Records contained in a dataset →
•••••

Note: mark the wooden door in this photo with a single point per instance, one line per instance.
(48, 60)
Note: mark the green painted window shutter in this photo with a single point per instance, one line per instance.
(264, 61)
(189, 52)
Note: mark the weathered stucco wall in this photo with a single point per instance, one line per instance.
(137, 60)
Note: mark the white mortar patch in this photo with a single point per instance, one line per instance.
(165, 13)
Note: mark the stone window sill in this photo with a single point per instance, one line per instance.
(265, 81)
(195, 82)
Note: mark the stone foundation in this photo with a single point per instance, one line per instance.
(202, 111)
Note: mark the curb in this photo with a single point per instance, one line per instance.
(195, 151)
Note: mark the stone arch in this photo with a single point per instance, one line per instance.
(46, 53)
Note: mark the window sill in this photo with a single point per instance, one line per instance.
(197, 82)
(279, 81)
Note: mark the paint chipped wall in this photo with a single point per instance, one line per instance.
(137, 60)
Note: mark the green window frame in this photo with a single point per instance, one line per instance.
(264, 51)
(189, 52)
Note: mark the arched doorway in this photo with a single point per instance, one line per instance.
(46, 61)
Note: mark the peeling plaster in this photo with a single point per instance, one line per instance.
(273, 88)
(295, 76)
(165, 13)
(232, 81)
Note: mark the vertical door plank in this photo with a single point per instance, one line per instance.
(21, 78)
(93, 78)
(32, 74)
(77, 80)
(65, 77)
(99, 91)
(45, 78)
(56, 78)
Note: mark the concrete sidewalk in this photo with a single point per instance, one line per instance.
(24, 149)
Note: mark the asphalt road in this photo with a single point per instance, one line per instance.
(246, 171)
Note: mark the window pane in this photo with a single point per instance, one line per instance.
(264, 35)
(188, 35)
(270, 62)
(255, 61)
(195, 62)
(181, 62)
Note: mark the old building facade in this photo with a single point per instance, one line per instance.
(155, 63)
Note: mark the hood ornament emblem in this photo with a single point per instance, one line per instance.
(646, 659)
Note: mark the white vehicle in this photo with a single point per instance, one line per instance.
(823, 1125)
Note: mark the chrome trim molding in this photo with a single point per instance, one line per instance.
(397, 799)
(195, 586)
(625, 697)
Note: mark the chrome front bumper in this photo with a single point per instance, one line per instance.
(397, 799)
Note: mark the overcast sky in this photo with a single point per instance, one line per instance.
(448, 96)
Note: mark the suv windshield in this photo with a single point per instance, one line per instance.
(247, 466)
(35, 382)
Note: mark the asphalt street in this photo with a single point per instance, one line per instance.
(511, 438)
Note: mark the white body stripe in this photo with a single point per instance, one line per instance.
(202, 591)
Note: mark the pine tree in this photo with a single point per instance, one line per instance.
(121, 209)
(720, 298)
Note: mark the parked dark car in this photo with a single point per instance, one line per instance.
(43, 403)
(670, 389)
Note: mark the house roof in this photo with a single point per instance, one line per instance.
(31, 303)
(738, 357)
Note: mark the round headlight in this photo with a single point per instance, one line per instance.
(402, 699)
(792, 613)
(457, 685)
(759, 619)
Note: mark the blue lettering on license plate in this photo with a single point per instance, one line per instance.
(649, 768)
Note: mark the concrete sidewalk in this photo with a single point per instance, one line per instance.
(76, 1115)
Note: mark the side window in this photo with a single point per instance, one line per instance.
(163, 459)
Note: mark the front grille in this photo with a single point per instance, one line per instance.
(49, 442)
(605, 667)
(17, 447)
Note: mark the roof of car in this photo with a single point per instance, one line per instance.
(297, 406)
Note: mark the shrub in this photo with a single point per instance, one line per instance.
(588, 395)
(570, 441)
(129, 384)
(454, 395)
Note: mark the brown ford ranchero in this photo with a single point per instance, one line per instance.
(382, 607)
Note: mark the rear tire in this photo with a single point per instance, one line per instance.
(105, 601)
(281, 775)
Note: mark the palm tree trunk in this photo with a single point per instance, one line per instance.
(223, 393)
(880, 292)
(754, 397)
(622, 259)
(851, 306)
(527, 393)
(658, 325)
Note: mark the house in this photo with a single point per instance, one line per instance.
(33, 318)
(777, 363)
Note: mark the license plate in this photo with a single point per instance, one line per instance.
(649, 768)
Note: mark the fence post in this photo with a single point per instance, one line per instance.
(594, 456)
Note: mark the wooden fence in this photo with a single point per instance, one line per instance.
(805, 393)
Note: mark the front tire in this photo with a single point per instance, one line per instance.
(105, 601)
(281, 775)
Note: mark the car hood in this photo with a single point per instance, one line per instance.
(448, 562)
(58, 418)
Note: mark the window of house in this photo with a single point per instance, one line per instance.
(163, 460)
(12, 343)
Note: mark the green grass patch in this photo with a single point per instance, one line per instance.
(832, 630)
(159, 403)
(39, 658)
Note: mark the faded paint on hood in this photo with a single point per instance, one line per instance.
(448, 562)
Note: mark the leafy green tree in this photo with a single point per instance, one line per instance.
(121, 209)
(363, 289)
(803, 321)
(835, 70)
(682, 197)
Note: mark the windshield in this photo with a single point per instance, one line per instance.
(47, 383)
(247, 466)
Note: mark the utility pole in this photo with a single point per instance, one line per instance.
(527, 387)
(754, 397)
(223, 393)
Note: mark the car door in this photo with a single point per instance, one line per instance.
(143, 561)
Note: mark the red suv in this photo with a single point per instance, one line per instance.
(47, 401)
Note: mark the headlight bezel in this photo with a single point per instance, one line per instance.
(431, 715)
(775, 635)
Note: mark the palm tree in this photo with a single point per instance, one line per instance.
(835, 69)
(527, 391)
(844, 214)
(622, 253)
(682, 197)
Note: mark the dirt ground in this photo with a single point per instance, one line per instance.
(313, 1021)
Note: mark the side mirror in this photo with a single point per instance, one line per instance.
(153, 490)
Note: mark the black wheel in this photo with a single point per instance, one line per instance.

•••••

Rewrite the listing, swapping every occurrence of "single point" for "one point" and leaving all other text unchanged.

Note: mark the wooden door in this photo with a one point per instance, one line per instance.
(48, 60)
Note: mark the green painted window shutter in this photo with a one point per instance, one line per instance.
(264, 61)
(189, 52)
Note: mark the weathered stucco wall in this photo with a one point per instance, one line per instance.
(137, 60)
Note: mark the white mortar patch in this photo with a one point per instance, one line per instance.
(165, 13)
Note: mark the stone window sill in this photo with a one point per instance, one line per instance.
(265, 81)
(195, 82)
Note: mark the stone foundation in this photo with a one point per instance, one line per instance.
(202, 111)
Note: mark the curb in this photo with a one point per instance, one line per instance.
(195, 151)
Note: mark the stone arch in this photo with a one point per instance, one line per instance.
(46, 53)
Note: mark the window sill in this photo with a one point per instance, one line per instance.
(197, 82)
(279, 81)
Note: mark the paint chipped wall in this photo with a one point per instance, one line per instance.
(137, 60)
Note: mark the green window frame in this photo with a one point per instance, one line per instance.
(264, 51)
(189, 52)
Note: mark the arched doorway in this photo with a one point per instance, one line per instance.
(46, 61)
Note: mark the peeling plaster in this photo with a one point per instance, one line per instance.
(273, 88)
(295, 76)
(165, 13)
(232, 81)
Note: mark the vertical door plank in this photo with a one point per instance, one line per instance.
(21, 78)
(93, 78)
(32, 74)
(77, 80)
(65, 77)
(99, 91)
(45, 78)
(56, 78)
Note: mark the concrete sidewalk in this photo with a one point per instance, one line per instance.
(24, 149)
Note: mark the asphalt road in this photo with a one point per instance, one line per instance.
(246, 171)
Note: mark the window pane in this photo with a one point per instance, one line per instance.
(264, 35)
(188, 35)
(270, 62)
(255, 61)
(195, 62)
(181, 62)
Note: mark the old building facade in this photo with a one point per instance, one line per instance.
(155, 63)
Note: mark the hood ornament emblem in this photo with a one point per instance, one line per instance.
(646, 659)
Note: mark the white vehicle in this photo with a one point per instance, one line per instance.
(823, 1125)
Note: mark the chrome trim molding in this photo with a one point per instance, one line per instance.
(397, 799)
(195, 586)
(625, 697)
Note: mark the chrome front bumper in this photo with a one point per instance, one line per instance.
(397, 799)
Note: mark the overcast sky in this photo with a one point per instance, one line per instance.
(448, 96)
Note: mark the suv windshield in this photo with a one point per instance, one line per instance.
(247, 466)
(35, 382)
Note: mark the asphalt street in this photo with a one point per instance, one line per instance.
(511, 438)
Note: mark the white body stripe in this photo with a one point per instance, one line per instance.
(202, 591)
Note: mark the pine tree in this photo with a one point per instance, one line per instance.
(121, 209)
(720, 298)
Note: mark the parked dark car in this photo with a one point per instance, one line per instance.
(43, 403)
(670, 389)
Note: mark the house roof in this photo with a one point per instance, one line per instance.
(31, 303)
(738, 357)
Note: mark the round headlight in this photo with a one point per instance, one line per instance.
(402, 699)
(792, 613)
(457, 685)
(759, 619)
Note: mark the blue lettering on license plate in this photo with a one point per instance, one line per instance.
(649, 768)
Note: mark the concrete sidewalk in this photo with a one point per instance, one line per instance.
(76, 1115)
Note: mark the side window in this photo with a one point per instance, one line per instance.
(163, 459)
Note: mark the front grille in this photo with a one point per instance, one line per instance.
(49, 442)
(605, 667)
(17, 447)
Note: mark the roof of car in this photo with a one point per instance, one line per instance.
(297, 406)
Note: mark the shrub in this photo with a one point per instance, one line per instance.
(588, 395)
(570, 441)
(129, 384)
(454, 395)
Note: mark the brown ford ranchero in this photo with a one point per instance, one line per instance.
(382, 607)
Note: mark the rear tire in this photo with a one point per instance, one line per instance.
(105, 601)
(281, 775)
Note: mark the palm tree trunk in this photo with a one point per instance, one line per instance.
(223, 393)
(880, 292)
(754, 397)
(622, 259)
(851, 306)
(527, 393)
(658, 325)
Note: mark the house in this photo with a one point per instance, one line per instance.
(33, 318)
(777, 363)
Note: mark the license plate in this photo with a one point per instance, one line per instance.
(649, 768)
Note: mark the fence post in this photo with a one point per instance, one line per instance.
(594, 456)
Note: mark the wooden fence in this photo with a one point per instance, one line per instance.
(805, 393)
Note: mark the front tire in this photo with a one point per instance, one line per instance.
(105, 601)
(281, 775)
Note: mark the car hood in this photo with a one point per instance, one line per instance.
(448, 562)
(58, 418)
Note: mark the window of house in this photo with a one point per instance, one line per instance.
(163, 460)
(12, 343)
Note: mark the green grass patch in this photo with a one point per instance, one line per instance.
(832, 630)
(159, 403)
(39, 658)
Note: mark the faded paint on hood in this photo with a one point per instance, one line per instance.
(448, 562)
Note: mark the leafy green tree in this photo with a one point per instance, one line per instance.
(121, 209)
(363, 289)
(803, 321)
(835, 70)
(682, 197)
Note: mark the windshield in this photo with a one point per instance, one line per instance.
(47, 383)
(247, 466)
Note: mark the utility pole in this photo with a one point per instance, one line per instance.
(527, 387)
(754, 397)
(223, 393)
Note: mark the car door in this photo with a one point per instance, one line per instance.
(143, 561)
Note: mark the red suv in this photo with a one point per instance, one line per instance.
(47, 401)
Note: mark the headlight bezel in this photo with a one point per instance, one line per instance.
(431, 715)
(775, 635)
Note: mark the palm tree in this photo with a one point per instance, one line per instance.
(835, 69)
(527, 391)
(844, 214)
(622, 253)
(682, 197)
Note: mark the dirt ground in this photo with a one point per instance, one line per instance.
(313, 1021)
Note: mark the side mirror in this photo with a one point per instance, one line per instance.
(153, 490)
Note: mark the black wheel in this photo with a one point per instance, one line per instance.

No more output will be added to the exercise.